(Dataset rows)
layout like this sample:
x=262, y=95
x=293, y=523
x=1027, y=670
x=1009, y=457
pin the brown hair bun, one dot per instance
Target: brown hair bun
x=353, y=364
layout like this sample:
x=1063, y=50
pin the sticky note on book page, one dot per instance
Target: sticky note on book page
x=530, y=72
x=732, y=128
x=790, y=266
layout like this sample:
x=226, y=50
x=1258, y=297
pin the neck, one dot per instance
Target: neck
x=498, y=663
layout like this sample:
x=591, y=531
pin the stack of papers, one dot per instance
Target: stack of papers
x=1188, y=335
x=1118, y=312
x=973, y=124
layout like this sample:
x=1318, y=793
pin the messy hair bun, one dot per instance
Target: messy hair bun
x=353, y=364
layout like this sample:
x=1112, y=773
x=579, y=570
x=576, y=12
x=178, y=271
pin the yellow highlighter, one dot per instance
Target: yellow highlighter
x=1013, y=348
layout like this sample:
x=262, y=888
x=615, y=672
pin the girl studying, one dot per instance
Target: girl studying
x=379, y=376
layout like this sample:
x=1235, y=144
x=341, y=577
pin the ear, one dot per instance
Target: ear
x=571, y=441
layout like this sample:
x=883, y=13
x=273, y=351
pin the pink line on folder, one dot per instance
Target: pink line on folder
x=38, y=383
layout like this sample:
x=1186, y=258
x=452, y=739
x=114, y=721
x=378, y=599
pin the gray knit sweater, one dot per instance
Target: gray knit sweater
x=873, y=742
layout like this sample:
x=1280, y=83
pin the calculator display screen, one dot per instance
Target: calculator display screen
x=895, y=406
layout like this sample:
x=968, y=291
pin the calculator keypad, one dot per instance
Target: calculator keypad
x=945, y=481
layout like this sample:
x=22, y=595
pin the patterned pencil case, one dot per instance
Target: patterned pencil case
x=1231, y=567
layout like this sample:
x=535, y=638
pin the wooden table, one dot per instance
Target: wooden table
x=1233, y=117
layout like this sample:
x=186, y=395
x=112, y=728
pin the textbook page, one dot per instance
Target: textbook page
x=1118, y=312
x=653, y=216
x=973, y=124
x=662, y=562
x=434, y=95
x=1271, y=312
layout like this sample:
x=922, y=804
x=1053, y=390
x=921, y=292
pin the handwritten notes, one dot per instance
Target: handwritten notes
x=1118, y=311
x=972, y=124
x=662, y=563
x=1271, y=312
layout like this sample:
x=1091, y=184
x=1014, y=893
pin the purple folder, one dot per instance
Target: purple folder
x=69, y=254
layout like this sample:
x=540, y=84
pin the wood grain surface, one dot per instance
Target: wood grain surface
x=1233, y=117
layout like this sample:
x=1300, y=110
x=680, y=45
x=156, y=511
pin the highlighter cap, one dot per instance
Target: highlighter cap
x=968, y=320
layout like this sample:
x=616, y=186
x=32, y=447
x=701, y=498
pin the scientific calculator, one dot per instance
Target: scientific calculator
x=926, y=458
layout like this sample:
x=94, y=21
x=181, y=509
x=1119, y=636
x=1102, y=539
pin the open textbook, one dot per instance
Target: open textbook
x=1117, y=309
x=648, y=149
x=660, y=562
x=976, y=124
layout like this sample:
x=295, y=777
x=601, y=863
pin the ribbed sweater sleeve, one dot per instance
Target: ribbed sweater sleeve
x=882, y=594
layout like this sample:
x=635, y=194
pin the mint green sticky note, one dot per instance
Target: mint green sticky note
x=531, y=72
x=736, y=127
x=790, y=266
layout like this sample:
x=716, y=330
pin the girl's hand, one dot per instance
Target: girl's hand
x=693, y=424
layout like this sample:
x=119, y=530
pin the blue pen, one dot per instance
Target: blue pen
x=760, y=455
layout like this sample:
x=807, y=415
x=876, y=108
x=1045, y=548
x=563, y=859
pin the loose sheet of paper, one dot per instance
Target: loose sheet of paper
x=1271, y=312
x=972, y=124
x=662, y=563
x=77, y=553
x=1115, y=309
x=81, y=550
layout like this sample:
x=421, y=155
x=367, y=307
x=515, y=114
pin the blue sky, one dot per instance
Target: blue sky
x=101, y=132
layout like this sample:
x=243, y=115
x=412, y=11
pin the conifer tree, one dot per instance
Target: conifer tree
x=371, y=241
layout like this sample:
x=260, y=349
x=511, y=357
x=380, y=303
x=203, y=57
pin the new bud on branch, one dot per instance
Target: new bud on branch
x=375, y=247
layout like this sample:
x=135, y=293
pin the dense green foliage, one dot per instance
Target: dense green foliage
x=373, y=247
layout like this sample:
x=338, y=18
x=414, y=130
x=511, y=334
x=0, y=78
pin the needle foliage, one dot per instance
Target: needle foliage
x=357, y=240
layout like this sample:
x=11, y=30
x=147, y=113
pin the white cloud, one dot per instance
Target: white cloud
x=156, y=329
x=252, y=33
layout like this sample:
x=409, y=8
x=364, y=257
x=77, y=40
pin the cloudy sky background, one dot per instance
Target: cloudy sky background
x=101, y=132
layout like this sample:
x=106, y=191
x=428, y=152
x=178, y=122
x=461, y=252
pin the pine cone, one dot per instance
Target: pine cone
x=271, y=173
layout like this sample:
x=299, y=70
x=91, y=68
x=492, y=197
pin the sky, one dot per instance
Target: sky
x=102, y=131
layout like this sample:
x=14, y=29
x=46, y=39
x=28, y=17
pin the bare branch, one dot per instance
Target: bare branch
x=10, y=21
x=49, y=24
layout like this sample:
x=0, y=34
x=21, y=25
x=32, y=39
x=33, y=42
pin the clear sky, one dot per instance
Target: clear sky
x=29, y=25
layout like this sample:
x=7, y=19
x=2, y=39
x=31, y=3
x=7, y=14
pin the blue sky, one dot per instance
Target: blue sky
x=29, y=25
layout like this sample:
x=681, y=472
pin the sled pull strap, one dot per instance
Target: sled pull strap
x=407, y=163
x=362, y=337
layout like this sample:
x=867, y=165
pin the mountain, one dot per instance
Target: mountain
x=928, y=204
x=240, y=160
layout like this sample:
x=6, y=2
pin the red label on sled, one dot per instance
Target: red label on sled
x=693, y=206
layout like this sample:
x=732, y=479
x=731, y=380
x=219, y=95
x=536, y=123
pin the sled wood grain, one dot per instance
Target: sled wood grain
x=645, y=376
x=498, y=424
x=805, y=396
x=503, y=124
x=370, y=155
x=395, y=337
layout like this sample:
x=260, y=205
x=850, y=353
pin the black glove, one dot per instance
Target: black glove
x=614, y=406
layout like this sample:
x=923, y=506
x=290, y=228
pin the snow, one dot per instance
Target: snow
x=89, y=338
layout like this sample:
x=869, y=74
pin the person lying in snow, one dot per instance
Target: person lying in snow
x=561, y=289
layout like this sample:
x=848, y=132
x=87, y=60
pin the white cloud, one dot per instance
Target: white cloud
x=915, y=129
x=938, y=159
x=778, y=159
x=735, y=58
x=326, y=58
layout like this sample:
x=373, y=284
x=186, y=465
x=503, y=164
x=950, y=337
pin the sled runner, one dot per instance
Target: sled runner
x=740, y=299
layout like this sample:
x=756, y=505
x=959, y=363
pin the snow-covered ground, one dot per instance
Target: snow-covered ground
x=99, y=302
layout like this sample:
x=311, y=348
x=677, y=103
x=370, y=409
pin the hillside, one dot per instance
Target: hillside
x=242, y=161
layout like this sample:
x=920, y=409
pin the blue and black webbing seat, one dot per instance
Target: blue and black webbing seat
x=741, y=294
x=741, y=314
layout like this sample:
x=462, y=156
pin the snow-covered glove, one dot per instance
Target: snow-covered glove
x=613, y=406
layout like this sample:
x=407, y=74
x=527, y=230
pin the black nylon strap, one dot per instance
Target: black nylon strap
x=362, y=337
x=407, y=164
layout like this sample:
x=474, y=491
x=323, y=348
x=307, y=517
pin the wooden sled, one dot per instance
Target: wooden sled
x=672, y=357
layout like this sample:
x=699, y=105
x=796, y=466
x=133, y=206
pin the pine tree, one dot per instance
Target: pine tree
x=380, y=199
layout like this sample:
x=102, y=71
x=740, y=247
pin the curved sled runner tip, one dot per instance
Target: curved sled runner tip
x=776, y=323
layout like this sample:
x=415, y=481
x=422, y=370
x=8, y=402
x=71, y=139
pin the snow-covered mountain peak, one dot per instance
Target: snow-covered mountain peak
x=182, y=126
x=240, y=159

- **Work required**: Please pull out every line of the material above that contains the word "cone".

- **Result for this task**:
pin the pine cone, one dot per instance
Target: pine cone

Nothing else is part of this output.